### Your objective
Leave the pictures out. Return all other data exactly.
## BEGIN Data records
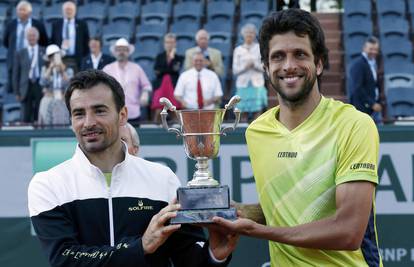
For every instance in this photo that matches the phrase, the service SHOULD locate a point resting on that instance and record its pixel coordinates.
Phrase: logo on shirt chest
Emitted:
(287, 154)
(140, 207)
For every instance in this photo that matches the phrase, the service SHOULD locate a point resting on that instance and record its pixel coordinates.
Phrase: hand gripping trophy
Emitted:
(203, 197)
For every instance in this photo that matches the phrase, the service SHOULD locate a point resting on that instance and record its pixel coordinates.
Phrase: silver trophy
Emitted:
(203, 197)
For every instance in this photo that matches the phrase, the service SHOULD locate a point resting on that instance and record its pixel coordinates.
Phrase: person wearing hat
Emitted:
(26, 74)
(72, 35)
(131, 76)
(54, 79)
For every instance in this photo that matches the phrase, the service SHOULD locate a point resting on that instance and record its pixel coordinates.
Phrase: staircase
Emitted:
(333, 78)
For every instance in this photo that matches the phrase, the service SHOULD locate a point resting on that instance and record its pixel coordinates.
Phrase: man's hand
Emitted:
(222, 242)
(376, 107)
(157, 232)
(240, 226)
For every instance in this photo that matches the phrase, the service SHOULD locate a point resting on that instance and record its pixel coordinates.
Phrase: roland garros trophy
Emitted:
(203, 197)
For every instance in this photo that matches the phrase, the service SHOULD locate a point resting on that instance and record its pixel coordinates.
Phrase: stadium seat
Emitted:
(394, 8)
(156, 12)
(224, 48)
(37, 8)
(400, 102)
(93, 11)
(97, 1)
(401, 49)
(219, 31)
(398, 66)
(51, 13)
(127, 11)
(398, 80)
(223, 11)
(3, 13)
(357, 25)
(11, 112)
(3, 74)
(184, 28)
(152, 29)
(393, 27)
(147, 64)
(94, 27)
(3, 54)
(357, 9)
(153, 42)
(113, 31)
(255, 10)
(188, 12)
(184, 42)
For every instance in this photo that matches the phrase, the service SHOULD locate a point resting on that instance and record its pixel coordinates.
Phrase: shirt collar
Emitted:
(370, 61)
(29, 21)
(83, 162)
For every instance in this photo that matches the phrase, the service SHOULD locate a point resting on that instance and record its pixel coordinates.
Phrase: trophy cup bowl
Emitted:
(203, 197)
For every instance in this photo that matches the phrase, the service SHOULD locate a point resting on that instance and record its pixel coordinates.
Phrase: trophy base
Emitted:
(203, 216)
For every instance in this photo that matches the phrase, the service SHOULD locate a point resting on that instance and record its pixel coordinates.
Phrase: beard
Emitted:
(300, 96)
(98, 145)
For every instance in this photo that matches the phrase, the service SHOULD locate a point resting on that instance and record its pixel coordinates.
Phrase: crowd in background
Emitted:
(40, 66)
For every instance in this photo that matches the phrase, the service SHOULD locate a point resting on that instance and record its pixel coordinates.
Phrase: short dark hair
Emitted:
(87, 79)
(299, 21)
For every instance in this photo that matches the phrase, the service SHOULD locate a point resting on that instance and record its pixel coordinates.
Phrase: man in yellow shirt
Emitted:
(314, 159)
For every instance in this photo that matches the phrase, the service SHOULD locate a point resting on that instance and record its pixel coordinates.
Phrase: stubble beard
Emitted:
(298, 98)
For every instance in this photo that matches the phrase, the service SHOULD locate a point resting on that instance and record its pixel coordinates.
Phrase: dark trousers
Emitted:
(30, 104)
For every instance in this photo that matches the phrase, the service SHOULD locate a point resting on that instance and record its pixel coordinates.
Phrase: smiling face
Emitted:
(95, 119)
(292, 69)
## END Data records
### Answer to this task
For every instance in this photo that matches the phrase, the service SHOULD locate a point resting on that instance and record its pixel coordinates.
Phrase: logo on shirt chest
Emitted:
(287, 154)
(140, 207)
For every instance in this photo that matches the phrase, the service SHOULD locate a point resting on that instance and record its pixel coordinates.
Phrase: hand gripping trophy
Emitted:
(203, 197)
For every instance in this photo that matches the phrase, the service SHOULD locate a point resting on that instance and record its pixel coordinates.
Phrase: silver trophy
Emitted:
(203, 197)
For every instance in this photo that matches the phrase, the service SHOULD locate a point resting on that instance and record its pixel coordinates.
Phrase: person wearing hat
Emitted:
(26, 74)
(72, 35)
(131, 76)
(54, 79)
For every instance in this photo that matches the phrase, the service SHOULD locate a point resting on that instance and record its pixel coordinates.
Phrase: staircase
Emitted:
(333, 78)
For every instance in this photo that matches the phrase, the service SHOULD locate a point resting on that instance and record its pixel coordinates.
Phrase: man's hand
Emitted:
(222, 242)
(376, 107)
(157, 232)
(240, 226)
For every instance in this photo that matches the phrase, the service SHOULD locate a point resting on that instance and record its pixel coordinates.
Phrase: roland garros trophy
Emitted:
(203, 197)
For every instance in this photo that matches the phrase, the service SHOULD locate a point resting on that instance and record its pixel coordinates.
Phrase: stadium seat
Emitted:
(394, 8)
(156, 12)
(224, 48)
(37, 8)
(400, 102)
(93, 11)
(97, 1)
(401, 49)
(219, 31)
(398, 66)
(51, 13)
(127, 11)
(398, 80)
(223, 11)
(3, 13)
(357, 25)
(11, 112)
(3, 74)
(184, 28)
(152, 29)
(393, 27)
(147, 64)
(94, 27)
(3, 54)
(357, 9)
(153, 42)
(113, 31)
(255, 10)
(188, 12)
(184, 42)
For every instance in this photo that matches the phrase, the service SHOULD locate a point resting on that instance and record its pixel coordinates.
Phrase: shirt collar
Emitted:
(370, 61)
(29, 21)
(83, 162)
For every instance in this photo that matches the phrase, the service SHOULD locate a point resting on that instance and record its pixel coordinates.
Phrase: trophy cup bowl
Emitted:
(203, 197)
For every instance in this photo that matches the phrase, the service SHOULD locate a point resting on that instance and record its pixel coordinates.
Phrase: trophy base
Emitted:
(203, 216)
For every instance in this photo that matches the phrase, the service SHOULD locate a point resting on that instance and record its pixel coordinates.
Phrase: beard
Emitted:
(300, 96)
(98, 145)
For every instance in this photo that matches the phrase, the service SHOULD locate a point resting on that instance and record its pixel coordinates.
Phrase: crowd in background
Emitted:
(40, 66)
For every instance in this photo that matches the phrase, the service SHOULD locate a point resting on that instance and record its pixel coordinates.
Phrase: short dark hair
Emitted:
(87, 79)
(299, 21)
For every instance in this photo that matches the phrase, the service SHOULD locate a point resting on that instance and record its pixel coordinates.
Phrase: man in yellow shirt
Emitted:
(314, 159)
For every instance in this photo that matches the phrase, the service SHOULD locate a point resting on that instance and record its pixel coordinates.
Phrase: stubble beard
Emitted:
(298, 98)
For every instance in this photo that matches the phrase, the service SHOULD locate a point resting on that instance and record its pixel coordinates.
Phrase: dark trousers
Emitted:
(30, 104)
For every instance in this photo that matches the phrase, the service SHOULD locate a point resting on that instance and record its pixel coordinates.
Phrase: smiling face
Emitted:
(95, 119)
(292, 69)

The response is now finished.